### Page text

I rode the train home late last night, the blue line down through South Central and Watts; L.A. makes me sad sometimes. There is so much speculation on the state of the economy, you can read it in the papers. Taking the blue train late at any time through South Central and Watts, most of that speculation seems rather out of touch. There haven’t been any good times here for a very long time, and when the economy turns, it hits here hardest. And it keeps on hitting. The contrast is stark between this world inhabited by tens of thousands of people, and the world of financial speculation. From here the bubble is very clear, and entirely maddening. Most maddening is that the bubble requires the world of poverty to exist, it is built upon it, immense wealth cannot be held by everyone. It depends on millions of poor in this country, many millions more around the world…

I was talking to an older guy who was only wearing one shoe last night, and white tube socks pulled up high. He was riding the green line train up and down, having nowhere else to go. His legs were swollen the way my gran’s legs became swollen with her diabetes and lack of exercise, the way my friend Mark’s legs became swollen when he was turned out into the streets. Like age and diabetes, the streets swell you up, make you sick, kill you. He was voting for Hillary Clinton, he said he had a crush on her. I laughed at that. He asked me if I was a model and I laughed at that too. He told me I could be anything I wanted to be, this was America, told he was working on his own modeling career. I can forgive this man his bubble, I can forgive him almost anything he needs to survive.

I can’t forgive the people who speculate on the economy night after night on the news, and I can’t figure out who they’re talking about. I don’t know the world they’re talking about either. None of them address the growing gap between rich and poor, growing numbers of people in the streets, growing poverty, growing legions of police to control the poor and protect the wealthy. The only things shrinking are the job pool, the supply of affordable housing, the access to health care, the number of teachers, support for veterans and the elderly, the water table, the ice in the arctic…

Another War: Juarez, Mexico

Over 210 people have been killed in Juarez since the beginning of the year…it’s hard to know the exact figures, they keep finding bodies. It’s an all out war between the drug cartels, and the victims include corrupt cops, hired mercenaries, local street gangs, the soldiers sent in force to try and control the situation…and one can always hope not too many innocents. But this is a war complete with mass graves, automatic weapons, masked men roaming the streets, humvees full of men in fatigues. Such wars find it hard it hard to limit themselves to the active participants. It is generated and funded by the immense wealth to be found in supplying the immense demand in the United States for drugs and good times. Of course, the profits do not just come from trafficking drugs into the United States, they also come from trafficking people, many of whom are the afore-mentioned innocents. These people seeking hope and a better life (and miles between themselves and Juarez) also make good times possible by cleaning kitchens, cooking food, taking care of children, picking crops, building houses…In short, a lot of good times in the US are sponsored by Mexico. A lot of them are even enjoyed in Mexico, border towns are always good for hopping into for a cheaper currency, and picking up cheap goods along with your sex and drugs. Tijuana, Nogales, Juarez, they all have their strip of excess with their sex shows their buckets of cheap beer their drunken underaged drinkers their sunburned tourists. Survival is a difficult business, an ugly business here where extreme poverty collides with extreme wealth.

######
### Given entries

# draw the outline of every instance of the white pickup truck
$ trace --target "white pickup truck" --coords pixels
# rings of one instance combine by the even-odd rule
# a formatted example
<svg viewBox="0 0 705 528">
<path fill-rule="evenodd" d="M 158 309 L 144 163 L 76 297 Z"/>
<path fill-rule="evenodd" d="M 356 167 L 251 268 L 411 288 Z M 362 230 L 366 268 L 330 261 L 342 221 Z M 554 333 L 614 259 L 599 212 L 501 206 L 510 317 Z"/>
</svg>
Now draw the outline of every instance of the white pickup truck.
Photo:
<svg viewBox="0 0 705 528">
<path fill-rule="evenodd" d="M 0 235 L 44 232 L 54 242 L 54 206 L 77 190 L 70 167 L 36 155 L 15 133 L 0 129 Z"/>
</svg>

######

# Activity list
1. According to the essay about L.A. and Juarez, how many people have been killed in Juarez since the beginning of the year?
2. From the essay about L.A. and Juarez, return word for word the part that opens with the words containing "I was talking" and closes with "needs to survive.".

# Solutions for each task
1. Over 210 people.

2.
I was talking to an older guy who was only wearing one shoe last night, and white tube socks pulled up high. He was riding the green line train up and down, having nowhere else to go. His legs were swollen the way my gran’s legs became swollen with her diabetes and lack of exercise, the way my friend Mark’s legs became swollen when he was turned out into the streets. Like age and diabetes, the streets swell you up, make you sick, kill you. He was voting for Hillary Clinton, he said he had a crush on her. I laughed at that. He asked me if I was a model and I laughed at that too. He told me I could be anything I wanted to be, this was America, told he was working on his own modeling career. I can forgive this man his bubble, I can forgive him almost anything he needs to survive.